> **Письменное задание A**: Изложите содержание отрывка о свадьбе в двух предложениях.
> **Письменное задание B**: Перепечатайте фрагмент отрывка о свадьбе, начиная со слов «Потом, через пару» и далее до слов «уже не помню.» включительно.

> **Отрывок для чтения**:
----------------------------------------

Во время танца он тихо сказал: «Рая, милая, прости меня ради Бога. Конечно, Казимир лучший из нас троих. Но я тоже рассчитывал быть с тобой. Мне хотелось тебя порадовать, поэтому я объездил все поселки в округе и скупил все шампанское».
Потом, через пару часов, мама с папой извинились и ушли, они неважно себя чувствовали. Свадьба еще продолжалась, все, кто жил на Времянке пришли в столовую.
После свадьбы, когда гости разошлись, мы освободили часть стола и стали смотреть подарки. Среди них было очень много одинаковых. Семь кусков материала почти одинаковой расцветки, девять утюгов, пять или шесть эмалированных ведер, несколько тазов. Кто-то деньги дарил. Особенно рассмешили утюги.
Ну а что поделаешь? Что в магазине было, то и дарили. Единственным оригинальным подарком была красивая стеклянная зеленая ваза для цветов, откуда она там взялась и кто ее подарил я уже не помню.

----------------------------------------

> **Состав набора данных**:
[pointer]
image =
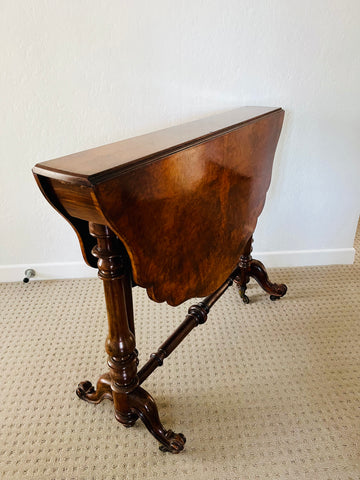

----------------------------------------

> **Ответ к упражнению A**: Во время танца мужчина, тоже рассчитывавший быть с Раей, попросил у нее прощения и признался, что ради нее объездил все поселки в округе и скупил все шампанское. После свадьбы подарки разобрали и обнаружили среди них много одинаковых: куски материала, девять утюгов, ведра и тазы, а единственным оригинальным подарком оказалась красивая зеленая стеклянная ваза.

> **Ответ к упражнению B**:
Потом, через пару часов, мама с папой извинились и ушли, они неважно себя чувствовали. Свадьба еще продолжалась, все, кто жил на Времянке пришли в столовую.
После свадьбы, когда гости разошлись, мы освободили часть стола и стали смотреть подарки. Среди них было очень много одинаковых. Семь кусков материала почти одинаковой расцветки, девять утюгов, пять или шесть эмалированных ведер, несколько тазов. Кто-то деньги дарил. Особенно рассмешили утюги.
Ну а что поделаешь? Что в магазине было, то и дарили. Единственным оригинальным подарком была красивая стеклянная зеленая ваза для цветов, откуда она там взялась и кто ее подарил я уже не помню.